DESCRIPTION OF THE TASK:
Take the records underneath and set them down exactly.

RECORDS SHOWN:

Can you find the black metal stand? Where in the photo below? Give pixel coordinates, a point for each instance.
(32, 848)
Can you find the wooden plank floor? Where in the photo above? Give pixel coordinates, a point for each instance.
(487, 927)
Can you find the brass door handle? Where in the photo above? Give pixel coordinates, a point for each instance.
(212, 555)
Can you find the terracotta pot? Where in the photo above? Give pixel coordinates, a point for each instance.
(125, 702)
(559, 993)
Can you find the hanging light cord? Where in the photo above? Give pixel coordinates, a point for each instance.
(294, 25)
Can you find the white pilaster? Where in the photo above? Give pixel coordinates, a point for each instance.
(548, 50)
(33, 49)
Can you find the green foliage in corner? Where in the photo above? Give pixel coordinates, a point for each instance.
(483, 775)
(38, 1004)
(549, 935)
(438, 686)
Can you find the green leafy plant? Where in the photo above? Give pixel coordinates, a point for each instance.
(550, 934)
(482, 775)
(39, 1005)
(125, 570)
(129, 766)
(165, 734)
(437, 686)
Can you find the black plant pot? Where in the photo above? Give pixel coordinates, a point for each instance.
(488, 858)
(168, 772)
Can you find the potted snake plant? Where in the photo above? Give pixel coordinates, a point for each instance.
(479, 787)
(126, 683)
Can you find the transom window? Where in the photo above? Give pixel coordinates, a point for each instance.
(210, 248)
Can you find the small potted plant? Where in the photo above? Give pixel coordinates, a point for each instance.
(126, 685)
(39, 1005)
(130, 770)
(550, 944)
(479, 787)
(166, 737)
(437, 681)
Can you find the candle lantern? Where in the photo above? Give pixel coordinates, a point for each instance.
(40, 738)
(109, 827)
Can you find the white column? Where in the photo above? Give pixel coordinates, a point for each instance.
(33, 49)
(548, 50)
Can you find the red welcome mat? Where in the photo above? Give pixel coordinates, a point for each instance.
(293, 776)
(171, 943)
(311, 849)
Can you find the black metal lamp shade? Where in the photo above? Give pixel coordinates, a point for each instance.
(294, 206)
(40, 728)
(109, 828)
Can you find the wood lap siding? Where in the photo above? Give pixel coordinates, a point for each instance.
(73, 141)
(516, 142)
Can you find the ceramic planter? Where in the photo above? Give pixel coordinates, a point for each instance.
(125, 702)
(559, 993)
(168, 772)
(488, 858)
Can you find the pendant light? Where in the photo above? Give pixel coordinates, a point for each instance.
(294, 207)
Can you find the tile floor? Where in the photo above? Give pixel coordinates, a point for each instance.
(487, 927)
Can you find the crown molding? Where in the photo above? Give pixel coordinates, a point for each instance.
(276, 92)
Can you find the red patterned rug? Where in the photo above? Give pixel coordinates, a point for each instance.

ANSWER:
Can you find the black metal stand? Where in the photo below? Give pixel coordinates, a point for each instance.
(32, 848)
Can you find the wooden plank floor? Where in the photo above? Give pixel coordinates, a point for each instance.
(487, 927)
Can you find the brass door handle? Where in the photo above? Give pixel coordinates, a point for each instance.
(212, 555)
Can you find the terracotta pot? Where in the photo above? Give pixel coordinates, a point for each instance.
(125, 702)
(559, 993)
Can you find the hanging light cord? Where in the photo above? Give pixel coordinates, a point for each instance.
(294, 25)
Can you find the white pilaster? Where in the photo above? Give pixel coordinates, a point for each instance.
(548, 50)
(33, 49)
Can you find the green foliage in corner? Where in the photo above? Give pixel coordinates, a point for each instance.
(483, 775)
(38, 1004)
(549, 935)
(438, 686)
Can you find the green leafy plant? Where in the photo above? Give pixel coordinates, a point for each instance.
(550, 934)
(482, 775)
(39, 1005)
(125, 570)
(129, 766)
(165, 734)
(437, 686)
Can you find the black plant pot? Where in the photo above? Give pixel coordinates, a point for each instance.
(488, 858)
(168, 772)
Can you find the potted snake plant? Where in the photo above? Give pixel coordinates, a point for each instance.
(479, 787)
(126, 683)
Can you find the transom window? Where in the photo above? Give pixel coordinates, a point for each instance.
(210, 248)
Can you find the small potted plant? Where in the photo above? Give pixel coordinates, a point for each instance.
(126, 685)
(39, 1005)
(130, 770)
(550, 944)
(479, 787)
(166, 737)
(437, 681)
Can you find the candle lantern? Where in the photo above? Give pixel coordinates, a point for each instance.
(40, 738)
(109, 827)
Can you find the white column? Where in the photo above? Give pixel coordinates, a point for each instance.
(33, 49)
(548, 50)
Can you find the red welcome mat? Where in the photo above? Give pixel coordinates, a point for each instance.
(293, 776)
(171, 943)
(311, 849)
Can you find the black metal lamp shade? Where in the photo above? Give pixel coordinates, a point for each instance.
(294, 206)
(40, 728)
(109, 828)
Can you find the wood lap siding? Where in the photo above? Give pixel coordinates, a point for each instance.
(73, 141)
(516, 142)
Can you find the ceramic planter? Where in the photo above? Give pixel coordinates, a point for each instance.
(125, 702)
(559, 993)
(168, 772)
(488, 858)
Can you find the pendant light? Where in the photo above? Give pixel coordinates, a point for each instance.
(294, 207)
Can you find the tile floor? Where in the photo above? Give pixel coordinates, a point for each instance.
(487, 927)
Can you find the crown molding? Where in the photo above? Give pixel coordinates, a point for each instance.
(276, 92)
Can you find the red patterned rug? Where in the photo above? Give pixel coordinates, a point for each instance.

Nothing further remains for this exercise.